▸ **Input rows**:
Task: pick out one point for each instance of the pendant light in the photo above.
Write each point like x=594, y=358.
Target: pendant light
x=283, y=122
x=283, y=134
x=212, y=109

▸ **Exercise instructions**:
In the data, swap "pendant light" for "hanging lamp" everywhere it occurs and write all the lines out again with nothing else altered.

▸ **Solution for this task**:
Task: pick out one point for each instance of the hanging lamp in the photo above.
Write each point like x=594, y=358.
Target: hanging lamp
x=283, y=122
x=283, y=134
x=212, y=109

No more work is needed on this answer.